RECORDS PROVIDED ::
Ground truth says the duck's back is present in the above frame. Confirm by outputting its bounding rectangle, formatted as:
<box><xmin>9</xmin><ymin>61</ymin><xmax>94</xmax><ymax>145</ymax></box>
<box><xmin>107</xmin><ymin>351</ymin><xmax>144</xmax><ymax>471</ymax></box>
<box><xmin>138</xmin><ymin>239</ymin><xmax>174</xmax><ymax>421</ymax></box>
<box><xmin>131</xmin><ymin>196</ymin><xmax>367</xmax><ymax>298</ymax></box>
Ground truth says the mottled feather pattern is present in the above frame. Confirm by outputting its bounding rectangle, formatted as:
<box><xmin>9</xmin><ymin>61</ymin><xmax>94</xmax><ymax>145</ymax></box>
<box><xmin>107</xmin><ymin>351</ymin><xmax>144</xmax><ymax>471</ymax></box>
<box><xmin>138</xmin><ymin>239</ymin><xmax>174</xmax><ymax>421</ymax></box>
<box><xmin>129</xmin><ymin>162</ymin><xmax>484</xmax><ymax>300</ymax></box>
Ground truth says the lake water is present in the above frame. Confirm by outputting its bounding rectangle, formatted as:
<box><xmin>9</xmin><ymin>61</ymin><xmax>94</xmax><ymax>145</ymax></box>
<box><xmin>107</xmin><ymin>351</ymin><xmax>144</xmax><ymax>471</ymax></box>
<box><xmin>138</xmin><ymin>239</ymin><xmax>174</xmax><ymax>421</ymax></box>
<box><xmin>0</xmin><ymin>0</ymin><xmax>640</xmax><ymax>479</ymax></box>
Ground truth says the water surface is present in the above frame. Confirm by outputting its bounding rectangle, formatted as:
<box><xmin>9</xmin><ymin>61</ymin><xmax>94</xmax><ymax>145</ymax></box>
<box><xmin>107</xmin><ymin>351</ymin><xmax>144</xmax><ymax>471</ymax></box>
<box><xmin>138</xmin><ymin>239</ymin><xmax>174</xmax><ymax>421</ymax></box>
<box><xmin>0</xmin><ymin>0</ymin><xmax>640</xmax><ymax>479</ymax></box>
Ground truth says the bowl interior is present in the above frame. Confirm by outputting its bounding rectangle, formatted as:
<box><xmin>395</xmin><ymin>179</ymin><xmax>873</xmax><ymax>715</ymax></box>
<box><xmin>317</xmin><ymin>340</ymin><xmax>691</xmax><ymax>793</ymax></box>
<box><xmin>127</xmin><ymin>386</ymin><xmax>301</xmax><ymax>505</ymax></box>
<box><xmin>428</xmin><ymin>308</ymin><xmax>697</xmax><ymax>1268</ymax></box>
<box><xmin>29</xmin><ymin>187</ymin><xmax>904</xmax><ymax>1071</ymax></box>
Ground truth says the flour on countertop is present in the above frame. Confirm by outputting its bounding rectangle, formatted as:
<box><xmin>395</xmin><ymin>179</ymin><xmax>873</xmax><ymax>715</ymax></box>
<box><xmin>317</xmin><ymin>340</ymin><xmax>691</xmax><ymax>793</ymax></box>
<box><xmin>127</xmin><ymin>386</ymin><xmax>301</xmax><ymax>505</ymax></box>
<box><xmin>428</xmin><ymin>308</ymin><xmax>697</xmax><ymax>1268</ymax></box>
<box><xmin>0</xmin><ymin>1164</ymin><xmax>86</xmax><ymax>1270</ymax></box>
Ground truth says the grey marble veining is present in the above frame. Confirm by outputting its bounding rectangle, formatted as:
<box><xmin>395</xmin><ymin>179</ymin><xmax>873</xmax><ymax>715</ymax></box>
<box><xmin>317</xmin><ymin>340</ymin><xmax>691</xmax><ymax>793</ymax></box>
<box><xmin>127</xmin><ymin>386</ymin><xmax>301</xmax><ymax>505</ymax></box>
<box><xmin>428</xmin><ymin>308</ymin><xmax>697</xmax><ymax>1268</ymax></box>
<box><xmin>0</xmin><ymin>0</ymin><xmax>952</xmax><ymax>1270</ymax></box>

JOB ::
Count how many lines in the records above contain the word "outputting", and give only that number.

COMPLETED EXERCISE ::
7